- TASK LIST
1. Translate this sentence from the commentary on the false Iraq-anthrax reports into Spanish: "The motive to fabricate reports of bentonite and a link to Saddam is glaring."
2. Continue the commentary on ABC News and the false Iraq-anthrax reports, picking up after its final sentence.

- SELECTED EXCERPT

____________________

Surely the question of who generated those false Iraq-anthrax reports is one of the most significant and explosive stories of the last decade. The motive to fabricate reports of bentonite and a link to Saddam is glaring. Those fabrications played some significant role -- I'd argue a very major role -- in propagandizing the American public to perceive of Saddam as a threat, and further, propagandized the public to believe that our country was sufficiently threatened by foreign elements that a whole series of radical policies that the neoconservatives both within and outside of the Bush administration wanted to pursue -- including an attack an Iraq and a whole array of assaults on our basic constitutional framework -- were justified and even necessary in order to survive.

ABC News already knows the answers to these questions. They know who concocted the false bentonite story and who passed it on to them with the specific intent of having them broadcast those false claims to the world, in order to link Saddam to the anthrax attacks and -- as importantly -- to conceal the real culprit(s) (apparently within the U.S. government) who were behind the attacks. And yet, unbelievably, they are keeping the story to themselves, refusing to disclose who did all of this. They're allegedly a news organization, in possession of one of the most significant news stories of the last decade, and they are concealing it from the public, even years later.

They're not protecting "sources." The people who fed them the bentonite story aren't "sources." They're fabricators and liars who purposely used ABC News to disseminate to the American public an extremely consequential and damaging falsehood. But by protecting the wrongdoers, ABC News has made itself complicit in this fraud perpetrated on the public, rather than a news organization uncovering such frauds. That is why this is one of the most extreme journalistic scandals that exists, and it deserves a lot more debate and attention than it has received thus far.
Greenwald goes on, in a series of updates, to point out that several of the pieces of evidence of Ivins' unusual behavior that is now pointed to as evidence of his guilt were already published in newspapers in 2004.

In a followup, Greenwald writes about whether journalists should expose sources who lie to them. I think I good case can be made that they should, in cases where the source is lying as opposed to being used as a dupe, and the journalist has good evidence to that effect. Being exposed for such lies would act as a disincentive for such lying to take place.

____________________

- EXTRACTED ENTRIES
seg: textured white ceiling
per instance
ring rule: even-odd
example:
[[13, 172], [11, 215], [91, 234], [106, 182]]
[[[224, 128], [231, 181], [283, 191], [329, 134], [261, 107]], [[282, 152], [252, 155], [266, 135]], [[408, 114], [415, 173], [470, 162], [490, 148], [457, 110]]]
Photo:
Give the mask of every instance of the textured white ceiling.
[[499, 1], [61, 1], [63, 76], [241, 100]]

____________________

- ANSWERS TO THE PROBLEMS
1. El motivo para fabricar informes sobre la bentonita y un vínculo con Sadam es evidente.

2.
UPDATE (July 30, 2009): The New York Times reports that the National Academy of Sciences has assembled a 15-member panel to review the scientific work done by the FBI to identify Ivins as the culprit. The process is expected to take a year and a half to complete.

UPDATE (November 27, 2009): Glenn Greenwald argues that the case on Ivins shouldn't be closed, and cites various mainstream sources that agree.

5 comments:

Eamon Knight said...

....which doesn't mean he was guilty, of course: he might just have become a target because we was weird.

OTOH, the more I hear anout him, the more I think he might very well be the perp. We may never know for sure.

Lippard said...

I think the four genetic markers that show that the strain of weaponized anthrax that was mailed out came out of a single flask under Ivins' control is the most damning evidence.

If it wasn't him, it was somebody else who had access to his lab.

Eamon Knight said...

Ah, I hadn't heard about that part. I think the first thing I heard was an interview with his lawyer claiming, no he didn't have the required expertise or access etc, etc. So I'm sort of working my way back from that as a starting point.

Hume's Ghost said...

Glenn Greenwald has been doing extensive blogging about the anthrax attacks. He's been particularly focused on who the sources were that told Brian Ross of ABC News that the anthrax came from Iraq.

Give the role Ross's reporting played in misleading America into a disastrous war, you would think he'd be less sanguine about it.

Lippard said...

Eamon:

Apparently although the vial in question belonged to Ivins, there were "as many as 100 people" who might have had access to it, according to Ivins' coworker Meryl Nass, as reported by Farhad Manjoo at Slate.